What to do
Show every line of the data below that contains the word "shoreline", copied in full.

□ □ □ □

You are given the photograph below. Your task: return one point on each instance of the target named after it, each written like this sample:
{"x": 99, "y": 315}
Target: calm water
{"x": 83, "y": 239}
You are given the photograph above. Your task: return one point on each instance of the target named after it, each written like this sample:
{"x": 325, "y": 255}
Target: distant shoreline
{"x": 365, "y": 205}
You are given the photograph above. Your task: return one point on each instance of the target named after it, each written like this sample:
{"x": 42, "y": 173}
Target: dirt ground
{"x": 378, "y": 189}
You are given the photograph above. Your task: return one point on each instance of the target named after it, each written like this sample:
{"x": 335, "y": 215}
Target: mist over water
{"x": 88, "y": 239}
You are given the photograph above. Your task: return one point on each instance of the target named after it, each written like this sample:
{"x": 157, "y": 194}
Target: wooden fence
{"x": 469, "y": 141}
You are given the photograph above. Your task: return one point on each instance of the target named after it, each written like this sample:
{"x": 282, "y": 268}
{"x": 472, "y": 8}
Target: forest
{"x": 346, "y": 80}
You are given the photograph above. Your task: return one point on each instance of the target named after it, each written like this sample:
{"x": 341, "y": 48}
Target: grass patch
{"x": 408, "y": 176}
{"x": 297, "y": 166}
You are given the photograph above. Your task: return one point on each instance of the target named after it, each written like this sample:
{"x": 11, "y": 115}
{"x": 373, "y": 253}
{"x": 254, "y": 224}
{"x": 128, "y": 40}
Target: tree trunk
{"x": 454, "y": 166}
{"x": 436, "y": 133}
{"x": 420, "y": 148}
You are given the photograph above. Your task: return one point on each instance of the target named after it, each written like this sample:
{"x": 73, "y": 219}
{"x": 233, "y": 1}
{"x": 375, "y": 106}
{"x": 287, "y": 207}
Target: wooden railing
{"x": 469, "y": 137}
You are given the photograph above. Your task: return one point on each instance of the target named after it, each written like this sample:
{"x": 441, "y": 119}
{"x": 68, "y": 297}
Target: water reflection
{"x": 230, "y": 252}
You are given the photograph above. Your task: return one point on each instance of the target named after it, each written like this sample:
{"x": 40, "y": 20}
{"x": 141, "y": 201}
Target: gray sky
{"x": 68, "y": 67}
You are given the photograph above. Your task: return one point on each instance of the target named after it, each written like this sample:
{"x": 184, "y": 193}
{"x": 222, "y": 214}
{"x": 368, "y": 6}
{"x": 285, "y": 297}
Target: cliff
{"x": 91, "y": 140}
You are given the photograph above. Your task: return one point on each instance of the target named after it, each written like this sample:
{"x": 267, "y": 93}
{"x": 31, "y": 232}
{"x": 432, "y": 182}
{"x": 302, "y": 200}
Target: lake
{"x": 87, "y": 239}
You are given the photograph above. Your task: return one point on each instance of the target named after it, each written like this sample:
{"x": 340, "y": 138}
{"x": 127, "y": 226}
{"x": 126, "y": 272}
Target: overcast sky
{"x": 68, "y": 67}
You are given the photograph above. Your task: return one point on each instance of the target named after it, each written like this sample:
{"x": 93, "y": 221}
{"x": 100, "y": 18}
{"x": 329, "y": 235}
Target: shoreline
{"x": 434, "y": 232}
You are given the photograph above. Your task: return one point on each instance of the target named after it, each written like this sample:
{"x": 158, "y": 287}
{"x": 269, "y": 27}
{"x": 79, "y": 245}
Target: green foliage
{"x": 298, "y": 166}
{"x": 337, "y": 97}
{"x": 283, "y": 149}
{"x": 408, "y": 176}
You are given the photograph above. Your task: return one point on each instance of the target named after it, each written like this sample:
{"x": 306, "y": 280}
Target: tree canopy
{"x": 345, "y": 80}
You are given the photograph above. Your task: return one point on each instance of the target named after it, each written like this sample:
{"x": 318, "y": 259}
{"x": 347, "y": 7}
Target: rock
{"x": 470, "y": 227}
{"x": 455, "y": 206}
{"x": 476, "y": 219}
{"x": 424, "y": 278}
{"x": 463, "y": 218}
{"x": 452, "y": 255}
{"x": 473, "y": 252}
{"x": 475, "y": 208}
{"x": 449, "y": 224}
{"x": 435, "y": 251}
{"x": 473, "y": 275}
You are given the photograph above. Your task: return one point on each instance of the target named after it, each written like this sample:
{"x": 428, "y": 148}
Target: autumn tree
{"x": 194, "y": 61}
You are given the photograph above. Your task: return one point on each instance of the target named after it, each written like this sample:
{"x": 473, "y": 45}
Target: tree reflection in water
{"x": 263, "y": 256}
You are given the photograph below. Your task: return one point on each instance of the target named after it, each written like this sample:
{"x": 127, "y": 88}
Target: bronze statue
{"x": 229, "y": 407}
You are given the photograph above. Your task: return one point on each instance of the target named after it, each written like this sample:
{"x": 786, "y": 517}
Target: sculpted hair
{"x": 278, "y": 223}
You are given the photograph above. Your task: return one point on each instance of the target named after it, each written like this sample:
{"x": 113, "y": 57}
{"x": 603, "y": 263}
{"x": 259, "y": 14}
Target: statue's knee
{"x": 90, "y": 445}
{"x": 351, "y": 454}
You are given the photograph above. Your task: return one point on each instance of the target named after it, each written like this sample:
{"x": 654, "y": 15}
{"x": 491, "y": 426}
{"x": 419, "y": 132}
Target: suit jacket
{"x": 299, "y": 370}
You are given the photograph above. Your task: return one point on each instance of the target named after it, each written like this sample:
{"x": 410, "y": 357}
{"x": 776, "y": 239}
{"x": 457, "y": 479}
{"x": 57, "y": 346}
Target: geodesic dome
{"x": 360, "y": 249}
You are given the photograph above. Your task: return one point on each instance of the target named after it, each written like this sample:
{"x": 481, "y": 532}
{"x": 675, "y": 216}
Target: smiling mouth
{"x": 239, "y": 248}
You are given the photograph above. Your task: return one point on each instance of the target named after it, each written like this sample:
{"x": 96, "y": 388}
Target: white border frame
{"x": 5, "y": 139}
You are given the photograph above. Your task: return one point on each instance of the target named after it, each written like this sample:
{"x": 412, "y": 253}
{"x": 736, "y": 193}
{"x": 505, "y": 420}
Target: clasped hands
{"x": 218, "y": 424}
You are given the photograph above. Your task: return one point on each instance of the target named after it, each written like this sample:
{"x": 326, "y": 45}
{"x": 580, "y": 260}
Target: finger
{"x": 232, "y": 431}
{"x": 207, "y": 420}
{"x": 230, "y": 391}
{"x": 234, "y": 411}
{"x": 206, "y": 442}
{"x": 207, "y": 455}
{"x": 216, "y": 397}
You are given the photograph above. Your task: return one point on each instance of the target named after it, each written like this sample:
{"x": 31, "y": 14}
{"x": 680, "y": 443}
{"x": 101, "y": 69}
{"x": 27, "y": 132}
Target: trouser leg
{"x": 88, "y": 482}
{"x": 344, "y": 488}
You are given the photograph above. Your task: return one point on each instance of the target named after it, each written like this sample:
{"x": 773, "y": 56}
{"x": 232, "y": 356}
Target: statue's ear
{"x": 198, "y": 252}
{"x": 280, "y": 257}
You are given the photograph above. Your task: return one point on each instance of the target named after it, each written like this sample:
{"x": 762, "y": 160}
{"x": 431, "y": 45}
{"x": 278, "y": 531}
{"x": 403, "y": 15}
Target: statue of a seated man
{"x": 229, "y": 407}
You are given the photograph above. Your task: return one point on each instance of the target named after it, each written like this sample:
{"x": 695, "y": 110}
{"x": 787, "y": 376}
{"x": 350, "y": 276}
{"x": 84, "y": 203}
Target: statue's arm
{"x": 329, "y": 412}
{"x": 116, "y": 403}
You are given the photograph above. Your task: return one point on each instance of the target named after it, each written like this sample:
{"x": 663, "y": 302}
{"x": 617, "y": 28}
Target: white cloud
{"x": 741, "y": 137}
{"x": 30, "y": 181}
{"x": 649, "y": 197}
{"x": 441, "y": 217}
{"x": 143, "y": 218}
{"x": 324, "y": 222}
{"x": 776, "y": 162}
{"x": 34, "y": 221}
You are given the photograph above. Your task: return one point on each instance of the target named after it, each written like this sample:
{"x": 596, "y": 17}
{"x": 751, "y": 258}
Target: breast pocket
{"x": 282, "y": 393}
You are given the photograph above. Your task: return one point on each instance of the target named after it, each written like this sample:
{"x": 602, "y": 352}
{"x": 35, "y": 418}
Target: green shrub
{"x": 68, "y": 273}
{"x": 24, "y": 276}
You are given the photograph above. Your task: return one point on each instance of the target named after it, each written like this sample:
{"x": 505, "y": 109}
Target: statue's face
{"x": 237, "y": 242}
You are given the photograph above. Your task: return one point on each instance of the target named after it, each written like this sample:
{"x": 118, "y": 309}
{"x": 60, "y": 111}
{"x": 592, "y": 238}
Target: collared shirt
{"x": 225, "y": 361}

□ □ □ □

Final result
Target: distant shoreline
Target: shoreline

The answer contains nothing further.